[Stored data]
• • • •
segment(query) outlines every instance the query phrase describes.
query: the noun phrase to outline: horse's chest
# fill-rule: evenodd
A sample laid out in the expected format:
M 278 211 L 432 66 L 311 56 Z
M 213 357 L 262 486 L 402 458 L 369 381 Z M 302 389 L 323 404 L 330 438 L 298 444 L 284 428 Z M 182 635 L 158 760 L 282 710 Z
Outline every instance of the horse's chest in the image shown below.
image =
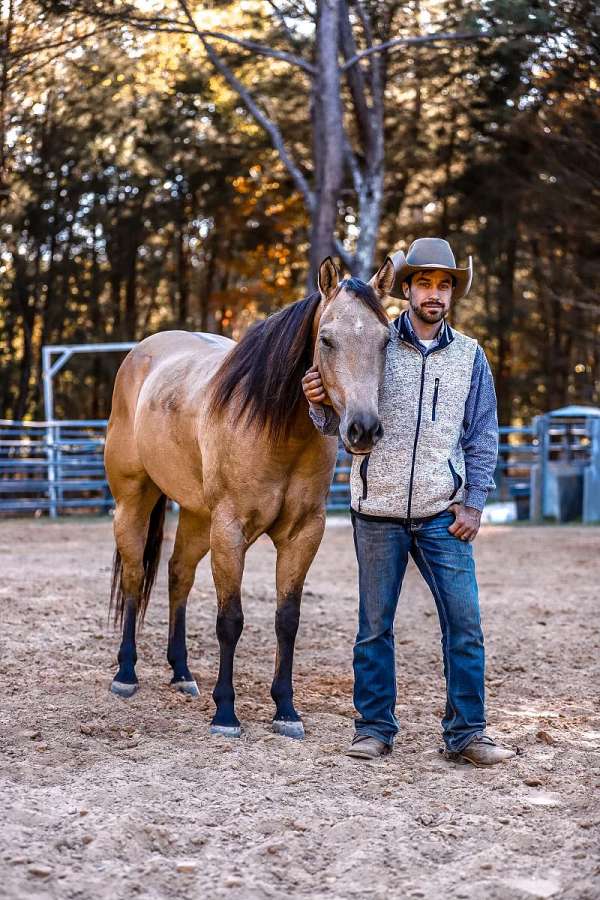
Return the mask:
M 247 532 L 268 531 L 281 517 L 301 520 L 324 506 L 337 449 L 335 438 L 273 451 L 266 441 L 226 441 L 231 452 L 203 453 L 211 508 L 226 504 Z M 221 444 L 222 446 L 222 444 Z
• • • •
*Task requirements*: Reproduce only the lines between the line with "M 213 357 L" and the final line of the records, both included, so that the copy matches them exactly and contains no pictures.

*Your solution*:
M 213 357 L 262 486 L 402 458 L 369 381 Z M 302 389 L 323 404 L 330 438 L 298 444 L 284 428 Z M 182 635 L 158 760 L 282 710 Z
Outline every instance of the horse's chest in the image shown below.
image =
Return the mask:
M 247 532 L 268 531 L 281 517 L 301 520 L 324 506 L 337 449 L 335 438 L 273 451 L 266 441 L 226 441 L 231 452 L 203 453 L 211 508 L 226 504 Z M 221 444 L 222 446 L 222 444 Z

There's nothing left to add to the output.